Parece até paradoxal, tendo em conta que nós vamos interagir cada vez mais com chatbots e modelos de IA.

O ponto dele é que as empresas são meios para atingir um determinado tipo de objetivos e termos impacto, mas também são comunidades de ligação, de propósito, de entendimento. Num contexto em que muitas dessas coisas vão ser digitais e feitas por máquinas, é preciso pensar como é que é feito o aspeto curatorial, como é preservada esta dimensão humana e de comunidade que existe dentro das organizações. Isso vai exigir ainda mais humanidade por parte dos líderes das organizações no futuro.

Em Portugal, temos feito muitos diagnósticos sobre o skill gap a nível digital que existe no país e isto só vai acumular com essas dimensões.

Tendo em conta o impacto significativo que a IA vai ter a prazo, o Governo português deveria fazer do investimento na IA uma prioridade?

# DADOS DO EXERCÍCIO
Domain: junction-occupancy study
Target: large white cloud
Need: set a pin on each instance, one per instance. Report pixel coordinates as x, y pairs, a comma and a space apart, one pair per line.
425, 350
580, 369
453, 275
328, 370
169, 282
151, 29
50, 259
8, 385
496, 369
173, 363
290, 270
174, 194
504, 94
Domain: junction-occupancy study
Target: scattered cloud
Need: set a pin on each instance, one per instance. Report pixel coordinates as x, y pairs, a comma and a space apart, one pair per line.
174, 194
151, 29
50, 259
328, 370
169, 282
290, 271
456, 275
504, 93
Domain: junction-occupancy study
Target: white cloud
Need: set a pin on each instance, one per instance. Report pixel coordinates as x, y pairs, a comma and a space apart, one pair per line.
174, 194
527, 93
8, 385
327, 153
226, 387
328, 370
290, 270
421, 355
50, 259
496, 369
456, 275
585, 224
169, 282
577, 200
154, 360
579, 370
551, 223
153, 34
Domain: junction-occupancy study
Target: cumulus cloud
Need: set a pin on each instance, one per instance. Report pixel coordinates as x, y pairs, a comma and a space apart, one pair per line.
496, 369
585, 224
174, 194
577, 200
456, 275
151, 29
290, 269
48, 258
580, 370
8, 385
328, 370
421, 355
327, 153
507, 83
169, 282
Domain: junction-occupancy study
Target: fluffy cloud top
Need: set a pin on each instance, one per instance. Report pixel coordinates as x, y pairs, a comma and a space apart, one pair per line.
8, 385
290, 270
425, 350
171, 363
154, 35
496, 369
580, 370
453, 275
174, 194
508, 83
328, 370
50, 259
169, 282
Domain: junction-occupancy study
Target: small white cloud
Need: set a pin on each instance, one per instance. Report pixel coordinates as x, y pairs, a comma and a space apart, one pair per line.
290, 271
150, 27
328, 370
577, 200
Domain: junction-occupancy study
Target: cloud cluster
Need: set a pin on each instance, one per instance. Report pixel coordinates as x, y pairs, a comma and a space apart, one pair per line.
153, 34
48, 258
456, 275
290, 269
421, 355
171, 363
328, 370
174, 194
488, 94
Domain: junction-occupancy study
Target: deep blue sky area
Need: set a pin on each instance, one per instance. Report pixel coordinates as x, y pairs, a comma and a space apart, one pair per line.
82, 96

# INSTRUÇÕES DA TAREFA
Continue o texto sobre a inteligência artificial nas organizações a partir da última frase apresentada.

# RESPOSTA
Isto é uma responsabilidade da maior parte das organizações e das empresas. Ao nível do Governo, acho que estaria mais ao nível daquela primeira parte: maior informação, maior acessibilidade, desenvolvimento de competências. São competências novas que as pessoas não têm. Em Portugal, temos feito muitos diagnósticos sobre o skill gap a nível digital que existe no país e isto só vai acumular com essas dimensões.

A outra parte onde há um trabalho muito importante para todos os Governos, em particular os europeus, em que o sistema de ensino é sobretudo o público, é o impacto significativo na forma como nós ensinamos e na forma como nós aprendemos. Se há uma área onde eu acho que o Governo pode e deve ter um trabalho importante é toda a parte de ensino, porque estas ferramentas permitem a qualquer professor fazer coisas de uma forma significativamente diferente se souberem fazê-lo. Pode permitir mais personalização, mais produtividade, maior impacto.

Se o conhecimento passa a estar à distância de uma pergunta bem feita a um chatbot de inteligência artificial, quais passam a ser as competências críticas que é necessário ensinar?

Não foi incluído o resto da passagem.